PROBLEM TO WORK ON
Copy these lines word for word, keeping every character and line break unchanged.

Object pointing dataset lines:
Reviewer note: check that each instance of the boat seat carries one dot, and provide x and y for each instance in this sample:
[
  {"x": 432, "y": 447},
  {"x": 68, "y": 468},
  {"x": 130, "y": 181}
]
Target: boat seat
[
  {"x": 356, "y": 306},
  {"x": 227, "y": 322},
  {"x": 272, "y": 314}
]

RESPONSE BELOW
Reviewer note: check that each instance of the boat seat carries one dot, and provide x and y for each instance in this sample:
[
  {"x": 432, "y": 447},
  {"x": 68, "y": 468},
  {"x": 130, "y": 181}
]
Target: boat seat
[
  {"x": 356, "y": 306},
  {"x": 227, "y": 322},
  {"x": 272, "y": 314}
]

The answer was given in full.